----- Records provided -----

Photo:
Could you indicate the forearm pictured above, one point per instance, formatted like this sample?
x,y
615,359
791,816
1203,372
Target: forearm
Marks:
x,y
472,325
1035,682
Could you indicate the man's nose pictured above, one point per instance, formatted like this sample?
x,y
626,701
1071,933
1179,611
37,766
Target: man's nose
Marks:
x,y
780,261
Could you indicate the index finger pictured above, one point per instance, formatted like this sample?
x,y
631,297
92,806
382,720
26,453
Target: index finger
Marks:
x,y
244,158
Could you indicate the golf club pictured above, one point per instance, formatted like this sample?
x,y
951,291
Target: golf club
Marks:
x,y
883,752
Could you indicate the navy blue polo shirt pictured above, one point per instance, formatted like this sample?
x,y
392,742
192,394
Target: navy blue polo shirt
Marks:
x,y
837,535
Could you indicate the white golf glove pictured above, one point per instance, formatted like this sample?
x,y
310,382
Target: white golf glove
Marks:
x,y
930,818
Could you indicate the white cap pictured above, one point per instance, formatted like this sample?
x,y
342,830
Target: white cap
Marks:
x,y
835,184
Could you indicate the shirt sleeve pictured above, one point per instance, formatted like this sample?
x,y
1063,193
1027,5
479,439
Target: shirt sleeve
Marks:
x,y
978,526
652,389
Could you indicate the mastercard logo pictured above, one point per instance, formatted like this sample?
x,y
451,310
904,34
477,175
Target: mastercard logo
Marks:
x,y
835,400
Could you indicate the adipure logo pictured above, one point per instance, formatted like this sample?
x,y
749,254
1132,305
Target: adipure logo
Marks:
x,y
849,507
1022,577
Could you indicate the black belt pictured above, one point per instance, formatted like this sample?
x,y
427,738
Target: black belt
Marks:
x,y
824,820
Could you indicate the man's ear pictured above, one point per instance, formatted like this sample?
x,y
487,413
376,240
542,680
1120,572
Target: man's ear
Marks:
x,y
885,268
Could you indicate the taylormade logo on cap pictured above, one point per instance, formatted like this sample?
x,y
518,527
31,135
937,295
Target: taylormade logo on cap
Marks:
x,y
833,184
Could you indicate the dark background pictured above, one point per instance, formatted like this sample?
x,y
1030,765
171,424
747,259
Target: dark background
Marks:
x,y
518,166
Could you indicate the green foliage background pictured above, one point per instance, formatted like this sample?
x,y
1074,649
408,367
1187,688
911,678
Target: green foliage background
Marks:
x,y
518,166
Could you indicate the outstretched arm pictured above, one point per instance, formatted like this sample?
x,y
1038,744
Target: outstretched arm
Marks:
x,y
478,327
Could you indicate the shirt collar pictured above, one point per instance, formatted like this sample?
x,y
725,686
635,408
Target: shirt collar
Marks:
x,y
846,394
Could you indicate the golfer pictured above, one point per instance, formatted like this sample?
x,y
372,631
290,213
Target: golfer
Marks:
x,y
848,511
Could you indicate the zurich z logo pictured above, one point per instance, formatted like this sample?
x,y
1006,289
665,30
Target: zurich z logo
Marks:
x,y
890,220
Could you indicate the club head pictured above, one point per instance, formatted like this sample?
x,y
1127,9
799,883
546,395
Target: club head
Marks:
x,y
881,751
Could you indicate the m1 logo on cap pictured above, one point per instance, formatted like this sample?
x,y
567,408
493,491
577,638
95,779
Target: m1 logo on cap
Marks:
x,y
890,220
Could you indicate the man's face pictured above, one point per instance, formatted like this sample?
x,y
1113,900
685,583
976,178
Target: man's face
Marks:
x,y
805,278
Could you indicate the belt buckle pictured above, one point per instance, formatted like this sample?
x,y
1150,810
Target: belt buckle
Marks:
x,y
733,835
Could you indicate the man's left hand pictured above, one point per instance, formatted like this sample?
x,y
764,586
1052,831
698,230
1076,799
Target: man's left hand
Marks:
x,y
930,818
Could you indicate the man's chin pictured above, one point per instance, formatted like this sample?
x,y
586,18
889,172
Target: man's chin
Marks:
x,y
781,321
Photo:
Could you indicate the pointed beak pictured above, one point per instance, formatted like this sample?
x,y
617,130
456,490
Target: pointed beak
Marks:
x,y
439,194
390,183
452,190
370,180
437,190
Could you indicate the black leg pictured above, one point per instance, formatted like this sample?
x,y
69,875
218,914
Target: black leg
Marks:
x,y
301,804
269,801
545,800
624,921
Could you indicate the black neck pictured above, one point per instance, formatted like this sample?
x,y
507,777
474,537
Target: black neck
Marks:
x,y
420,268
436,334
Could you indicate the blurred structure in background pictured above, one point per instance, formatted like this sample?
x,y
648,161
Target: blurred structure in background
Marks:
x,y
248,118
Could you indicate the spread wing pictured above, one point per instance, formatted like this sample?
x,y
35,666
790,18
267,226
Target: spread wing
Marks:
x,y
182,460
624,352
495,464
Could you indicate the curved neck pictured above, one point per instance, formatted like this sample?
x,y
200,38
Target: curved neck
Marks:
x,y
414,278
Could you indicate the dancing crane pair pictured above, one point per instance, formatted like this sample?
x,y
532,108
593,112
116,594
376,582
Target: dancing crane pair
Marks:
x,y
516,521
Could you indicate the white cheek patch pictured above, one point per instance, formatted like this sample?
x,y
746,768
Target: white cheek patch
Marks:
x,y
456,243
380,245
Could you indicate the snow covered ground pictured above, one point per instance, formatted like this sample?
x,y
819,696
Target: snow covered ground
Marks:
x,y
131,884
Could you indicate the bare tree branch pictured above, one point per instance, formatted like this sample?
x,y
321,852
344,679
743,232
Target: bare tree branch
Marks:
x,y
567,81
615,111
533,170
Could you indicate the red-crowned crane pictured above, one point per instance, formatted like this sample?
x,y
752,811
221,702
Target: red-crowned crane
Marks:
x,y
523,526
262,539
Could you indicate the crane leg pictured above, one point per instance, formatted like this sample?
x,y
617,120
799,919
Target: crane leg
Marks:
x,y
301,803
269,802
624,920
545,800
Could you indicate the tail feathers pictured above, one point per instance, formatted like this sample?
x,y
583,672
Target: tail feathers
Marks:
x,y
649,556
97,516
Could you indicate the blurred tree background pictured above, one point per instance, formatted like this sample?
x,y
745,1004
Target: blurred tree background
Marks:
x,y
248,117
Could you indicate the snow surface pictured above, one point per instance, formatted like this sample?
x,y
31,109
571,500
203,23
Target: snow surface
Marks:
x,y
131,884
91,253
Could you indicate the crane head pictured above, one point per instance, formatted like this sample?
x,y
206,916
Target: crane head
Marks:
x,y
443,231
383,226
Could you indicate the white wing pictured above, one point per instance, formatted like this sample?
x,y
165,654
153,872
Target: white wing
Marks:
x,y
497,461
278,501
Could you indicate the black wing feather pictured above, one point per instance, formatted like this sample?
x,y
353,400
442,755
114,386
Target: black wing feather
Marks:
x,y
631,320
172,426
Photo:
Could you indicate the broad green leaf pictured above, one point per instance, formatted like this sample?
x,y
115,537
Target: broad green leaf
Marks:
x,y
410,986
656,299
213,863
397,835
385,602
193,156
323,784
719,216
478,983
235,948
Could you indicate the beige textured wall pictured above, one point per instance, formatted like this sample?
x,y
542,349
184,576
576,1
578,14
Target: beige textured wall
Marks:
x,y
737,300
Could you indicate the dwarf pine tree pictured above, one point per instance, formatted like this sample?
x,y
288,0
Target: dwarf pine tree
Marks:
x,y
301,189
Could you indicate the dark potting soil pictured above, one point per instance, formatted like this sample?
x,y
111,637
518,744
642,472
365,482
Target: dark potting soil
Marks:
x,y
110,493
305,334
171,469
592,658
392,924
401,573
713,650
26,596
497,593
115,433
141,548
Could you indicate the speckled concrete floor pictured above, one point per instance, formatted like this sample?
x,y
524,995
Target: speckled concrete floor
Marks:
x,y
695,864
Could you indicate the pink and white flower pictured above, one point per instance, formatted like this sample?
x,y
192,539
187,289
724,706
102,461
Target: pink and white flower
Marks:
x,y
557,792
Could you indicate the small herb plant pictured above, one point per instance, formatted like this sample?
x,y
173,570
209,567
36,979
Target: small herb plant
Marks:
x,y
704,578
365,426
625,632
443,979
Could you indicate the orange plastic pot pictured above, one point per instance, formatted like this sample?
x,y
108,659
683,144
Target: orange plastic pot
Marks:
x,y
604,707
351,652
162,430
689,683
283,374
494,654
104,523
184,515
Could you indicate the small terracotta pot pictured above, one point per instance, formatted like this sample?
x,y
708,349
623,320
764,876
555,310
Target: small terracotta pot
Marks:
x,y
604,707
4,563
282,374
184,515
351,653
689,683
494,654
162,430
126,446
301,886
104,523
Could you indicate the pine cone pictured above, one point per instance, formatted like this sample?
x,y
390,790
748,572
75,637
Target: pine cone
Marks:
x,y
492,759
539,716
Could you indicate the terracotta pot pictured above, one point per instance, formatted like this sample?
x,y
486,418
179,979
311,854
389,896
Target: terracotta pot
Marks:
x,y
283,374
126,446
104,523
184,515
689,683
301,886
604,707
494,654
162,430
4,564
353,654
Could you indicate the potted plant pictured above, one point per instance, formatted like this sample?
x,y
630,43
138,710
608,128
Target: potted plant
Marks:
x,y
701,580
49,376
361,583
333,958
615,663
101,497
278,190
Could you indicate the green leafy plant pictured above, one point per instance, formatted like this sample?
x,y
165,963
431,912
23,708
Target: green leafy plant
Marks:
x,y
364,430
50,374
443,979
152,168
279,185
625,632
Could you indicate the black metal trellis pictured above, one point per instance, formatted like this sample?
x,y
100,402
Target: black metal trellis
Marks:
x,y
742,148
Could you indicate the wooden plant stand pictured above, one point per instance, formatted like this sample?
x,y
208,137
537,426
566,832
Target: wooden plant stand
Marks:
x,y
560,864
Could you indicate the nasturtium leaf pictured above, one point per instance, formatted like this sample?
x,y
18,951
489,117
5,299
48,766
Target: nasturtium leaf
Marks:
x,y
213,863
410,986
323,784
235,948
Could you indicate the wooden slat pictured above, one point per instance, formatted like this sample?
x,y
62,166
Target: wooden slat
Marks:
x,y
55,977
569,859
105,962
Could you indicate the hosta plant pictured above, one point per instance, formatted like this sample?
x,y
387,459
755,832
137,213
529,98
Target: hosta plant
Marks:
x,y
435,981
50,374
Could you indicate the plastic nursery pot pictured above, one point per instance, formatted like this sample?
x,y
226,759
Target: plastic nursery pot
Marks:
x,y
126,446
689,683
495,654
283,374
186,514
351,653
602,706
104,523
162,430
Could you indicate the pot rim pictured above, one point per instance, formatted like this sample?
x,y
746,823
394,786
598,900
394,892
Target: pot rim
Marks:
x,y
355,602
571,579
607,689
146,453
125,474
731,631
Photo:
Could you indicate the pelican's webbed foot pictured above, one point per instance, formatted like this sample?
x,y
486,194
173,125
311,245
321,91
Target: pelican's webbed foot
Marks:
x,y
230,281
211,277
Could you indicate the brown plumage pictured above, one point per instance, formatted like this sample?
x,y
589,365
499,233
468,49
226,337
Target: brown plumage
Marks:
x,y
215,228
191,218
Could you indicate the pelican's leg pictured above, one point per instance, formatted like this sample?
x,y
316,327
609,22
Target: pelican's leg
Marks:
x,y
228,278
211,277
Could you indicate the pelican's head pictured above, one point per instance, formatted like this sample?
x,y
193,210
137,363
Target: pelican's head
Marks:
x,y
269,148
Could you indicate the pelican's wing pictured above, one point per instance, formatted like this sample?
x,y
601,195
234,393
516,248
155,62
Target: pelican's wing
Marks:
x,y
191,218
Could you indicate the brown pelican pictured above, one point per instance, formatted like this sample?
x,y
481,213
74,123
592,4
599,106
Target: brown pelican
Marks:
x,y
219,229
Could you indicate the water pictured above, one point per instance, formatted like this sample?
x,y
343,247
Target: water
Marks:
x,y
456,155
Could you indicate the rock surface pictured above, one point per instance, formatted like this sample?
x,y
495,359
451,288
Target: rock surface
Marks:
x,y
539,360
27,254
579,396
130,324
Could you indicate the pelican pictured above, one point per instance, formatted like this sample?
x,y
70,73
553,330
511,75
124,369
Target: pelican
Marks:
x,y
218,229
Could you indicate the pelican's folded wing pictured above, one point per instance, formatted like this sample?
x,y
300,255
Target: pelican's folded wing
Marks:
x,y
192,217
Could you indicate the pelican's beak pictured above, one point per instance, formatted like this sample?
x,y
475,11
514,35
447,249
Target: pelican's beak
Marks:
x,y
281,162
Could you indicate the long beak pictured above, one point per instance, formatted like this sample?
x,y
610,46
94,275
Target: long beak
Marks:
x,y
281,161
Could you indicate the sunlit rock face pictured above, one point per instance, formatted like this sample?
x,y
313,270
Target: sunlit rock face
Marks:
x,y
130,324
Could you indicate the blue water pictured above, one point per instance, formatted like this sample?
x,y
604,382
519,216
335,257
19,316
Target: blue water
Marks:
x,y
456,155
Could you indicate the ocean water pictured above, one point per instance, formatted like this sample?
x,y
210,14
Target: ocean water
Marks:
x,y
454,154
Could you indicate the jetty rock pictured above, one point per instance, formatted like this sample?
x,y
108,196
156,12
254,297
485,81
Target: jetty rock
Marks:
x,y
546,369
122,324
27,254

-----

Exercise directions: Format the lines of the listing above as a JSON list of strings, one string per line, leaving out any blank lines. Start with the line that contains "Could you indicate the jetty" and go on through the final line of the listing.

Exercise response:
[
  "Could you indicate the jetty rock pictured above, one point per instance, formatted like this sample?",
  "x,y",
  "108,196",
  "156,12",
  "254,297",
  "485,81",
  "Target: jetty rock",
  "Marks:",
  "x,y",
  "546,369",
  "122,324",
  "27,254"
]